**Task to complete:**
Reproduce every one of the records below verbatim, line for line.

**Rows:**
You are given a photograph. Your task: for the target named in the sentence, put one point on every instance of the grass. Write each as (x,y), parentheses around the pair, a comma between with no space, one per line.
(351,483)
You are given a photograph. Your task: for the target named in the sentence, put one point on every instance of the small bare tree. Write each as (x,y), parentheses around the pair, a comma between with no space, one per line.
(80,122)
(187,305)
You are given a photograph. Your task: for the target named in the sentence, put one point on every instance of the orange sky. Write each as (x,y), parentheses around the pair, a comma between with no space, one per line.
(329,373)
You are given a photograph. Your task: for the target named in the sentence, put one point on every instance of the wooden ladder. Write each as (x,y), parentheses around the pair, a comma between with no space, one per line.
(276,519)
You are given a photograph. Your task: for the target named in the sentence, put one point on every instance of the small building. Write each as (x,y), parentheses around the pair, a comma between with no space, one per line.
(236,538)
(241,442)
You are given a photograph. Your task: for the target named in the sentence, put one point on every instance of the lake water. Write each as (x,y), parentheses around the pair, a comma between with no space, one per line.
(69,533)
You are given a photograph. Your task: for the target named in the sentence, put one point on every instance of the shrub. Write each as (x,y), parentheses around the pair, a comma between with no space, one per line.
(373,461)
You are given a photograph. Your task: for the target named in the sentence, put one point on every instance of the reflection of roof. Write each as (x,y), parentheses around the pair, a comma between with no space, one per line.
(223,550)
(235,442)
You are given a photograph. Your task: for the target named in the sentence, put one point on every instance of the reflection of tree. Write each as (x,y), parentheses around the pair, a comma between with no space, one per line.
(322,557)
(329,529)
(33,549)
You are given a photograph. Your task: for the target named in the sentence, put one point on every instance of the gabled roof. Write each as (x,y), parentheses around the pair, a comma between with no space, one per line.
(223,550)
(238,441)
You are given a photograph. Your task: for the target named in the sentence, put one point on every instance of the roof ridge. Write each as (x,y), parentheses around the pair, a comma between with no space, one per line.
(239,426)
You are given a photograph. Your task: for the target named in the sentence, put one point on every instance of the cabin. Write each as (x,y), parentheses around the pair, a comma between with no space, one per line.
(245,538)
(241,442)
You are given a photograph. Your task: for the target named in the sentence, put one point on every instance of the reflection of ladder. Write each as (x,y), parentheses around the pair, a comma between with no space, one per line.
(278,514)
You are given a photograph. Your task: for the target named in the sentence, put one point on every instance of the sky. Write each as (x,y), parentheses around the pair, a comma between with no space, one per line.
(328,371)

**Answer to this task:**
You are given a photograph. Your task: for the target named in the sentence, put one point on every instance of the grass. Write each as (x,y), parentheses around the pair, a comma between with no space, one per line.
(351,483)
You are given a photograph. Your task: for the target named in the sentence, put one point on every instance of the small bare tree. Write each as (x,y), parentheses around the pair, a comma between with no space, one per line.
(80,122)
(187,305)
You are given a photograph. Your task: for the target named in the sentence, put one point on every instance of the orange sky. Write each as (x,y), parentheses around the pair, a comma between with no space, one per line.
(329,373)
You are given a photograph. Your task: for the target named in the sentence, put one point on every instance of the wooden ladder. Write each as (x,y), parentheses around the pair, a comma between with no space, one per line.
(276,519)
You are given a photograph. Your task: for the target named in the sentence, put one point on every instance of the small building. Write each as (x,y), parentheses around the pair, a comma between with no space, one per line.
(236,538)
(241,442)
You are given a photograph. Your task: for the target named in the sentence, put one point on every instance of the lake water. Write each as (x,y), parentheses around the pair, a comma between with no space, one per line.
(69,533)
You are given a photograph. Your task: for the target named in the sentence, put one point on every instance of the shrub. Write each as (x,y), parentheses around the pair, a comma between with no space, one per line.
(373,461)
You are given a photograph. Your task: for the target named in the sentence, put one point on every instance of the reflection of roof. Write each as (x,y), parentheses around the pair, a comma between with no space, one per line.
(223,550)
(235,442)
You are given a photograph. Your task: for the target named in the sentence, put one point on every instance of the reflection of tree. Write each as (x,y), parentheses around the pair, a comma between with no space, one per line.
(322,557)
(329,529)
(33,549)
You are given a photograph. Your task: for the target named in the sentence, put one point on every instance of the gabled roof. Write each as (x,y), parentheses around the pair, a comma between with no space, one per line.
(223,550)
(238,441)
You are given a photograph. Your task: for the target named in the sentence, put one point on every instance of the roof ridge. Write each as (x,y), parentheses around the pair, a comma between with no space, one per line.
(239,426)
You are given a photograph. Your task: for the target named in the sentence, put one point on every instance of the cabin. Write each as (x,y), parentheses around the pair, a comma between with no space, one per line.
(245,538)
(241,442)
You are given a photograph. Your task: for the target named in the sentence, put one point on every instance of the reflection of ladder. Write each as (x,y), parentheses around the pair, a comma between with no space, one per line.
(278,514)
You are given a photograph. Your task: for the target named in the sentence, put one point on every instance of the sky. Write each as (x,y), parentheses around the pair, a comma between with no space, one per line.
(328,371)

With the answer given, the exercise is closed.